- Work instruction: Across the entries, count the lines that include "logo" and report only that number.

- Data for the task:
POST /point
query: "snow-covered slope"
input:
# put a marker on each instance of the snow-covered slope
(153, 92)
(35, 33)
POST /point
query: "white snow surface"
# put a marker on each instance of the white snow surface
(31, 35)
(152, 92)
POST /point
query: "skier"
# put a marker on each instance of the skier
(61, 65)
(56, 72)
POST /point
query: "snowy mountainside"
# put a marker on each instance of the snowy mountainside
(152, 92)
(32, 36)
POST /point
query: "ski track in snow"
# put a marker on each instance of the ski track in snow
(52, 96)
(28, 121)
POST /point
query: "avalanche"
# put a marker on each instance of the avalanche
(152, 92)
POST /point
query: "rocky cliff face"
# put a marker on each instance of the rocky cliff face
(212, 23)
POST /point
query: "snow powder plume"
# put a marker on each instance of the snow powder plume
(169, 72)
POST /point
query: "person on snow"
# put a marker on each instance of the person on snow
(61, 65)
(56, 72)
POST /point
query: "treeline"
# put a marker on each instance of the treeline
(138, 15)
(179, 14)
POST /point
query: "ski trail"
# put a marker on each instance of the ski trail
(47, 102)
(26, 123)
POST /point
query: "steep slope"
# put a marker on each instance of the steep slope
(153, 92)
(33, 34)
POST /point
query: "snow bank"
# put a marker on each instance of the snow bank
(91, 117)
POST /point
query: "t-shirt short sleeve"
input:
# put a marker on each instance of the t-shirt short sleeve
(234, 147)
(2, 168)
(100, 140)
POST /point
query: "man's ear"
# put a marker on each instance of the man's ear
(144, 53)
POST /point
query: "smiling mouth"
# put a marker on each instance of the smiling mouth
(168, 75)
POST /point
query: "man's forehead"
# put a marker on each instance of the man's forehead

==

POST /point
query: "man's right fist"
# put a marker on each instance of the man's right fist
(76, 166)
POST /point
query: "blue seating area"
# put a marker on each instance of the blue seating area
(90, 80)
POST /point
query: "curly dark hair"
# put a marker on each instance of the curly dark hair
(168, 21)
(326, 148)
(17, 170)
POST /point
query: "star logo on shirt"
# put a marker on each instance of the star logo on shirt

- Output below: 2